(Saved data entries)
┄┄┄┄┄┄

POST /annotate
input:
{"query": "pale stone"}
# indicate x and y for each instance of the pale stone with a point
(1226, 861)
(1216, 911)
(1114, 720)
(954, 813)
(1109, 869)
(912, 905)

┄┄┄┄┄┄

* Activity
All of the entries above, written out exactly, make up the reply.

* Response to the exercise
POST /annotate
input:
{"query": "pale stone"}
# indicate x and y for each instance of the pale stone with a point
(1226, 861)
(1216, 911)
(1114, 720)
(954, 813)
(1109, 869)
(912, 905)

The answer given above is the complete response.